Content starts

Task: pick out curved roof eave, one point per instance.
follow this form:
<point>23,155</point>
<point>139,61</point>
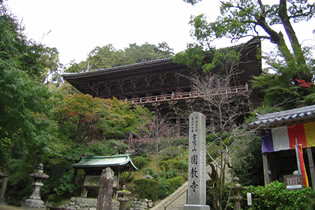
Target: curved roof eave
<point>117,68</point>
<point>104,161</point>
<point>291,116</point>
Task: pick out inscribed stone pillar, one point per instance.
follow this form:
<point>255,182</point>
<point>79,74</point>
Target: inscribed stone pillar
<point>104,199</point>
<point>197,163</point>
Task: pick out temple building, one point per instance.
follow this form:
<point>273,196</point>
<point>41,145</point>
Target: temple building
<point>164,87</point>
<point>281,133</point>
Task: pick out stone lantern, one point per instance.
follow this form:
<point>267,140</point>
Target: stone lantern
<point>35,201</point>
<point>122,198</point>
<point>3,181</point>
<point>236,189</point>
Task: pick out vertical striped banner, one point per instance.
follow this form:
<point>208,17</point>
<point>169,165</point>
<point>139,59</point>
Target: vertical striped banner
<point>283,138</point>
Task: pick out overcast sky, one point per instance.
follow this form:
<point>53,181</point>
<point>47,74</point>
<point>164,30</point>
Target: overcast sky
<point>76,27</point>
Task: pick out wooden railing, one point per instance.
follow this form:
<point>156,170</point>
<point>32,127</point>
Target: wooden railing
<point>187,95</point>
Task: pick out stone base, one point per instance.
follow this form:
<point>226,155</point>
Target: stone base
<point>196,207</point>
<point>31,203</point>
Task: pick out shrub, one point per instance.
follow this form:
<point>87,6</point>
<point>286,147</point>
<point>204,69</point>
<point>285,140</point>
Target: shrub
<point>169,186</point>
<point>275,196</point>
<point>167,174</point>
<point>147,188</point>
<point>140,161</point>
<point>126,176</point>
<point>152,172</point>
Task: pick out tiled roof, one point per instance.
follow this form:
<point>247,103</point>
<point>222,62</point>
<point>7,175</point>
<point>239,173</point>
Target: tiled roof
<point>285,117</point>
<point>115,68</point>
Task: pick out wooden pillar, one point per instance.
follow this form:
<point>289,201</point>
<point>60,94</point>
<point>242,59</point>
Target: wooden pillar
<point>104,199</point>
<point>267,179</point>
<point>311,165</point>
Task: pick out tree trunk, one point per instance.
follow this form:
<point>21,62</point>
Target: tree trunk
<point>296,47</point>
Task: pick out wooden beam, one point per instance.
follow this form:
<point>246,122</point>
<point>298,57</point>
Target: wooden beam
<point>311,166</point>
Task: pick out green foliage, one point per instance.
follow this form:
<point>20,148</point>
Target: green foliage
<point>282,89</point>
<point>84,118</point>
<point>152,172</point>
<point>147,188</point>
<point>108,56</point>
<point>140,161</point>
<point>275,196</point>
<point>126,177</point>
<point>226,193</point>
<point>168,186</point>
<point>168,173</point>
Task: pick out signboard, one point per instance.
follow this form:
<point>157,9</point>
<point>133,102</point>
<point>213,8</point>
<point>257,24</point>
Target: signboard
<point>293,182</point>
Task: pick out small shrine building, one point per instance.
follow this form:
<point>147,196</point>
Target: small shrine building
<point>279,133</point>
<point>93,166</point>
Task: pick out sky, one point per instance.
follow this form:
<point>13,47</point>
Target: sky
<point>76,27</point>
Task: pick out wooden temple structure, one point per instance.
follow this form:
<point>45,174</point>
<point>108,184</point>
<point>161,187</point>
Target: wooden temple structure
<point>280,131</point>
<point>163,86</point>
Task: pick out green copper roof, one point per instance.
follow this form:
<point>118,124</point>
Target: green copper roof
<point>105,161</point>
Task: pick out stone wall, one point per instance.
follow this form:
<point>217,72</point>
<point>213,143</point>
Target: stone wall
<point>78,203</point>
<point>142,204</point>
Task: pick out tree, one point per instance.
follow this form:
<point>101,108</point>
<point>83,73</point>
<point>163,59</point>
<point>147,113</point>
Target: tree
<point>86,120</point>
<point>108,56</point>
<point>252,18</point>
<point>241,19</point>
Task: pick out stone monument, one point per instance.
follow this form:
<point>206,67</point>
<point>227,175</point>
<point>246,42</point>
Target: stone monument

Content ends

Problem: Within the material above, the line with "<point>79,74</point>" opens the range and the line with "<point>267,140</point>" closes it; reproduce that range word for word.

Answer to the exercise:
<point>79,74</point>
Target: inscribed stone pillar
<point>104,199</point>
<point>197,163</point>
Task: pick out temple building, one point per instance.
follow this form:
<point>273,196</point>
<point>41,145</point>
Target: temple building
<point>164,87</point>
<point>281,133</point>
Task: pick out stone lantern, one point per instance.
follow this form:
<point>267,140</point>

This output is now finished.